* DOCUMENT PASSAGE:
------------------------------

Completely disagree with you Vic. I thought Argo was the superior film. Even though I lived through that era, I couldn't remember all the details so despite the ending undoubtedly being embellished for dramatic purposes, I was still on the edge of my seat. As for Lincoln, although the acting deserves all the accolades it is receiving, I thought the film itself was a little tedious. Unlike Argo, I found myself looking at my watch a lot which, for me, meant I was just waiting for it to be over. I say give Spielberg Best Director, but break tradition and give Argo Best Picture. (Spielberg can deal. He did before when he won Best Director for Saving Private Ryan but lost Best Picture to Shakespeare in Love.) Of course, my vote doesn't count, so Lincoln will take everything.

Vic

Ok, but Argo can't win the Oscar just for best picture isn't it? (even if Ben Affleck is out of the competition for best director). One big win and not another Oscar for cast, screenplay, or even editing (Argo it isn't Driving Miss Daisy (1989) (at least this won Oscar for best actress (Jessica Tandy) and best adapted screenplay) or Grand Hotel (1932), or Mutiny on the Bounty (1935), or Rebecca (1940). Lincoln will be by default the one who will win the Oscars for best motion picture, best director (Steven Spielberg), best actor (Daniel Day-Lewis) and best adapted screenplay (and perhaps another 3 or 4 Oscars including Tommy Lee Jones for best supporting actor). Lincoln is the best movie from 2012. At Argo I found the tension before the ending really funny not in the good way (the almost capturing of all members from the american embassy). Ben Affleck should try another one really good movie to be at least nominated for best director in the next years. For me Argo, Lincoln, Django Unchained, Zero Dark Thirty or Life of Pi are not as good as the last winners from the Academy (The Artist (2011) or The King's Speech (2010) or Slumdog Millionaire (2008), but at least are better than the overrated The Hurt Locker (2008).

------------------------------

* STATED EXERCISE 1: Count the lines of the records that contain the word "lamp" and give only the number.
The Oscar discussion and the records that come after it are unrelated material.

* DATA EXTRACT:
------------------------------

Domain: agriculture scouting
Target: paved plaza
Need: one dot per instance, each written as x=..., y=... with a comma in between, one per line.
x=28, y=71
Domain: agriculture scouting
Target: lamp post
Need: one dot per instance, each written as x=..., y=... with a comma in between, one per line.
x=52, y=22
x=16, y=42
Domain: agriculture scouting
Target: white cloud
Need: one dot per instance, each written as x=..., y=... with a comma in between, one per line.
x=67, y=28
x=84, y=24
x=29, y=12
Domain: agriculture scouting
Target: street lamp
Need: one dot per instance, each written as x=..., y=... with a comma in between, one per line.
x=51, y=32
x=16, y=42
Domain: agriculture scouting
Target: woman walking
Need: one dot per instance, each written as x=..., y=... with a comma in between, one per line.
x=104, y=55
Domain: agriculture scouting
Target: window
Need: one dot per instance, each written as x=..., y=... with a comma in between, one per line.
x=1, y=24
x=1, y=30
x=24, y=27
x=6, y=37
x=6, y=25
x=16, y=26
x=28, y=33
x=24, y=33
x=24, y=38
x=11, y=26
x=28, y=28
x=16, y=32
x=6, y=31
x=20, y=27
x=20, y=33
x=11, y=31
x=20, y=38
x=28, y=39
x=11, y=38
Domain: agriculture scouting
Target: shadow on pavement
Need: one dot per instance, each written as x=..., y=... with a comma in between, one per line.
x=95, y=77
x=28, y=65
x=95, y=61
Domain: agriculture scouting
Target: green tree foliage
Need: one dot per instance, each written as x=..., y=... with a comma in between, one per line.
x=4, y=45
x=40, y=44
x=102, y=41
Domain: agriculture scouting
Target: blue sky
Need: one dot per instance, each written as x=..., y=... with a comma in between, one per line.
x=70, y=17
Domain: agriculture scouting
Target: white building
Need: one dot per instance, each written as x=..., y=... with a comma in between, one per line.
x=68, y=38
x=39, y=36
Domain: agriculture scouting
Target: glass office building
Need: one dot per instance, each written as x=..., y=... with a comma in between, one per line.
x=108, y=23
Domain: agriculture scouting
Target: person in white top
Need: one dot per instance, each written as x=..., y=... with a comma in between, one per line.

------------------------------

* STATED EXERCISE 2: List every film title in the Oscar discussion that has a year in parentheses directly after it.

* EXPECTED ANSWER 1: 2

* EXPECTED ANSWER 2:
Driving Miss Daisy (1989)
Grand Hotel (1932)
Mutiny on the Bounty (1935)
Rebecca (1940)
The Artist (2011)
The King's Speech (2010)
Slumdog Millionaire (2008)
The Hurt Locker (2008)